EXTRACT TO READ:

Just when you think you know it all, along comes a book like "Factfulness" to set you straight.
A guy in our office liked this book so much he bought a copy for everyone a couple months ago. I knocked off a chapter here and there and finally finished it. Oddly enough, the author, Hans Rosling, suggests later in the book that is the way to read it. So information is absorbed and considered.
Keep in mind, this wasn't written by some goofy cable talk show host. This guy has cred: Hans Rosling was a medical doctor, professor of international health and renowned public educator. He was an adviser to the World Health Organization and UNICEF, and co-founded Médecins sans Frontières in Sweden and the Gapminder Foundation. His TED talks have been viewed more than 35 million times, and he was listed as one of Time Magazine’s 100 most influential people in the world. Hans died in 2017, having devoted the last years of his life to writing Factfulness.
The full title of the book is: "Factfullness: Ten Reasons We're Wrong About the World - and Why Things Are". He starts with a short multiple choice quiz that most likely will prove how uninformed you are. Coincidentally, of the subgroups of people he gave the test to over the years, journalists did the worst. It might behoove them to fork over the 15 bucks.
It's a book I think everybody would benefit from, but especially journalists. It's not overly optimistic, but shows that things are not as bad as usually presented by the media. Things aren't perfect, but they are getting better. From poverty to disease to women's rights, they are all going in the right direction, many with remarkable improvement in a short time.

(Stored dataset items)
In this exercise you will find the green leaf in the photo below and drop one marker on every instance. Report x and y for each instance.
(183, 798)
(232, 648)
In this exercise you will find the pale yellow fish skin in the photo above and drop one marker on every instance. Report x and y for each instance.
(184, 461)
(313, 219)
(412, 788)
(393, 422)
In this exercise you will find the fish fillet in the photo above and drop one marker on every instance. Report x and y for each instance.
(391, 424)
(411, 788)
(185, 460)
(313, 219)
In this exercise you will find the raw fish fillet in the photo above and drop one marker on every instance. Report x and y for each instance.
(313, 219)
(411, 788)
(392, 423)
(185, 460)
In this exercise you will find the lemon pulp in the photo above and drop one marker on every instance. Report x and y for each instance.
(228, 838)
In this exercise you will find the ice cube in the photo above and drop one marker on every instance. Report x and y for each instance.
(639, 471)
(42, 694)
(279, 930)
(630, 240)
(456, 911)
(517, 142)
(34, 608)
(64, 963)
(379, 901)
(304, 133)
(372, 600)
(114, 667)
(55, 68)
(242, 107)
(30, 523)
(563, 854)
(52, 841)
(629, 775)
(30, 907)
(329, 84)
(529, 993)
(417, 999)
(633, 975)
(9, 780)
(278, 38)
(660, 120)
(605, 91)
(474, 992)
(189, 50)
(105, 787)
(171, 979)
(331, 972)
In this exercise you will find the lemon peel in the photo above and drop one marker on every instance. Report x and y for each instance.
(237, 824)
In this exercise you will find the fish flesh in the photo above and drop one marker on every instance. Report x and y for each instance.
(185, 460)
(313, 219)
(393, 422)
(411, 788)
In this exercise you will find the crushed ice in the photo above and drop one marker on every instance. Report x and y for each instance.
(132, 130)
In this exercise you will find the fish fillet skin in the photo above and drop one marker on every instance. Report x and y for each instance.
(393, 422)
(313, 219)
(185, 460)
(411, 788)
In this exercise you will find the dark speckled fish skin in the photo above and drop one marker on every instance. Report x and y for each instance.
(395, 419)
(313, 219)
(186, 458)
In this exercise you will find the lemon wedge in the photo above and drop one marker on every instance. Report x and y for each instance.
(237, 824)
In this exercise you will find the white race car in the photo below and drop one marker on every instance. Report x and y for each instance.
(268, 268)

---

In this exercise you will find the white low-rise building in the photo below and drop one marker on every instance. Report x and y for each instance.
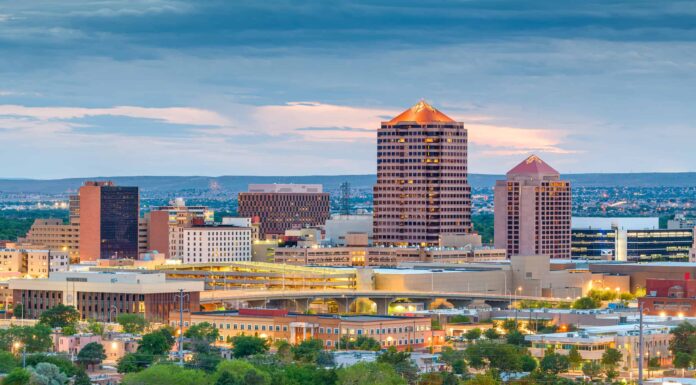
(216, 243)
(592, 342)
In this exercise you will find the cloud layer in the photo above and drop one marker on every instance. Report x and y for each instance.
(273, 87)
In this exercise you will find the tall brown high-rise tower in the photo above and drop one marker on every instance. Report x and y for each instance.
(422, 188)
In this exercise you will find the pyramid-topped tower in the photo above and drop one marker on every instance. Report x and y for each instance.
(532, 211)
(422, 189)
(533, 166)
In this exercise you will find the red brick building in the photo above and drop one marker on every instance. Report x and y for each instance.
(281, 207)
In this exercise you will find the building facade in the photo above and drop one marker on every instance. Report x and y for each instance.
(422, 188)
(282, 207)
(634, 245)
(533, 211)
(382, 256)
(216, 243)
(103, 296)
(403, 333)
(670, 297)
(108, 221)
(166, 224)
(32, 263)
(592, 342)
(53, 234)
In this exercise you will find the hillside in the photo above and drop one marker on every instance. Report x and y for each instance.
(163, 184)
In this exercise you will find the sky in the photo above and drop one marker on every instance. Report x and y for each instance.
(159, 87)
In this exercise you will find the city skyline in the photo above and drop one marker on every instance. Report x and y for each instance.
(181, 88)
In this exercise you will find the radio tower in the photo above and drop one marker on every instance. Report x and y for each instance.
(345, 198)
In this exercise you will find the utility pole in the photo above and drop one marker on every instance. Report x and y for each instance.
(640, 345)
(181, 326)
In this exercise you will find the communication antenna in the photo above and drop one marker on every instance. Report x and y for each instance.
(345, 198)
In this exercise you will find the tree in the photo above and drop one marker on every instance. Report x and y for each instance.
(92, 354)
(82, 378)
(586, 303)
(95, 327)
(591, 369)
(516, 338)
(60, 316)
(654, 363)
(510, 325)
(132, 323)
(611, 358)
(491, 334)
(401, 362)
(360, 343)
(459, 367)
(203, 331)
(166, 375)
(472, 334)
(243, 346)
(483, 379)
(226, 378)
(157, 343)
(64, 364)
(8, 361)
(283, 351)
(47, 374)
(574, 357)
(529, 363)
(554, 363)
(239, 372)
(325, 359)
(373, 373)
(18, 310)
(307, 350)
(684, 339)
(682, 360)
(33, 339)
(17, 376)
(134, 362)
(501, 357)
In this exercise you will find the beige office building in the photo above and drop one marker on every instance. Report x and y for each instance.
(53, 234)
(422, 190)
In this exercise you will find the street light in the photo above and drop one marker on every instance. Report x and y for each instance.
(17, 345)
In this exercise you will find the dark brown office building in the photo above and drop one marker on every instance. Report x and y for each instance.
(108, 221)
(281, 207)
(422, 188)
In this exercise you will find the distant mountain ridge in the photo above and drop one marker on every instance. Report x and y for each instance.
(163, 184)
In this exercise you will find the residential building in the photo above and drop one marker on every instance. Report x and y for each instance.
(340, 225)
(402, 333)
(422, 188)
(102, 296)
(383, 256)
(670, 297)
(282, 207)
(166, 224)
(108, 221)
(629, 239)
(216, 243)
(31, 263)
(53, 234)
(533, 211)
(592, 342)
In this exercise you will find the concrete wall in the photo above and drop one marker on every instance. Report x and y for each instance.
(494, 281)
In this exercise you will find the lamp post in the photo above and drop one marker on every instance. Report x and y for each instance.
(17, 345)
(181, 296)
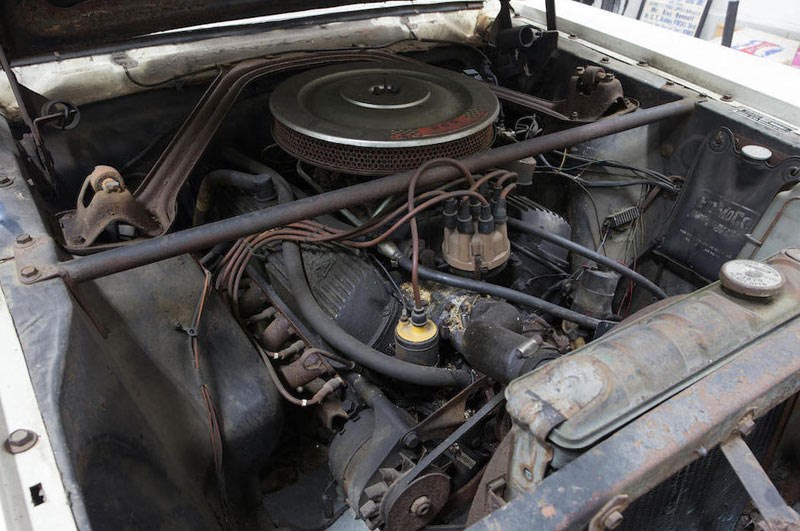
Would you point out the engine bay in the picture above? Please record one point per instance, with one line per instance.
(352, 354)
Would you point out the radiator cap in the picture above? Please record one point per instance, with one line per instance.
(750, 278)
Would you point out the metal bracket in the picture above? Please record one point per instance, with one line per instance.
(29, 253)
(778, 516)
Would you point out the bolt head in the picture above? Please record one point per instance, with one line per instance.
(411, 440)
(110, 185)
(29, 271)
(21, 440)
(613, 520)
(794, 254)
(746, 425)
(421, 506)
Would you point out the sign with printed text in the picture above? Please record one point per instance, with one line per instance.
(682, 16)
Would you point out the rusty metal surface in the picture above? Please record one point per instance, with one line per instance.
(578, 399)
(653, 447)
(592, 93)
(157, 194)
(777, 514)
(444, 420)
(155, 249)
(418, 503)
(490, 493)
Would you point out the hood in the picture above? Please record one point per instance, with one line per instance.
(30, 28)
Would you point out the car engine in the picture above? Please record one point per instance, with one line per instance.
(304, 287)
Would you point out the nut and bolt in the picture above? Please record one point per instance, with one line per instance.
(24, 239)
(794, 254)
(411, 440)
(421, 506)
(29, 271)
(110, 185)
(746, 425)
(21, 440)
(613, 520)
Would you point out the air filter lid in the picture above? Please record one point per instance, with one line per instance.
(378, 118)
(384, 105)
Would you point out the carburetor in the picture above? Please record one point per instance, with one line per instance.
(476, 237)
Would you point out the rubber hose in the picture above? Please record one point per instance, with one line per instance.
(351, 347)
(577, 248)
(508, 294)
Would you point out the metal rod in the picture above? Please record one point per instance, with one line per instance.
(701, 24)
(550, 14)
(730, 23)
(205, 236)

ACTIVITY 1: Name every organization the Factfulness review says Hans Rosling advised or co-founded.
ACTIVITY 2: Extend the Factfulness review past its final sentence.
The entries have nothing to do with this work.

EXPECTED OUTPUT 1: World Health Organization, UNICEF, Médecins sans Frontières (in Sweden), Gapminder Foundation

EXPECTED OUTPUT 2:
I was stunned at the end to learn the Rosling was terminally ill while writing most of the book. So if a guy had reason to be negative, he had it, but wasn't. So he wasn't around to do the media tour and cash in like Jordan B. Peterson and his "12 Rules for Life". But it's received raved reviews. According to Bill Gates, it's "one of the most important books I've ever read - an indispensable guide to thinking clearly about the world."
Yet it doesn't read like a textbook. It's interesting, woven with humor, sadness and reality.
Amazonians gave it a 4.6 out of 5. The Haugenometer doesn't work on nonfiction books, but if it did would tell you to read it. You'll be smarter and look at things a bit differently. Or don't. Your call.
It's one of the more heavily marked-up books I've read, but here's just some tidbits to whet your appetite:
- Today, most people, 75 percent, live in middle-income countries.
- Most people have enough to eat, most people have access to improved water, most children are vaccinated, and most girls finish primary school.
- Over the last 20 years, the proportion of people living in extreme poverty has almost halved.
- There are three things going on here (regarding our negativity instinct): the misremembering of the past; selective reporting by journalists and activists; and the feeling that as long as things are bad it's heartless to say they are getting better.
- Critical thinking is always difficult, but it's almost impossible when we are scared. There's no room for facts when our minds are occupied by fear.
- If we are not extremely careful, we come to believe that the unusual is usual: that this is what the world looks like.
- Everyone automatically categorizes and generalizes. He says it's a "necessary and useful instinct to generalize. One again, (though) the media is the instinct's friend. Misleading generalizations and stereotypes act as a kind of shorthand for the media, providing quick and easy ways to communicate.
- Almost every activist I have ever met, whether deliberately, or, more likely, unknowingly, exaggerates the problem to which they have dedicated themselves.
- We have to seek to understand why journalists have a distorted worldview (answer: because they are human beings, with dramatic instincts) and what systemic factors encourage them to produce skewed and overdramatic news (at least part of the answer: they must compete for their consumers' attention or lose their jobs).
- He suggests: Be less stressed by the imaginary problems of an overdramatic world, and more alert to the real problems and how to solve them.
- When we have a fact-based worldview, we can see that the world is not as bad as it seems - and we can see what we have to do to keep making it better.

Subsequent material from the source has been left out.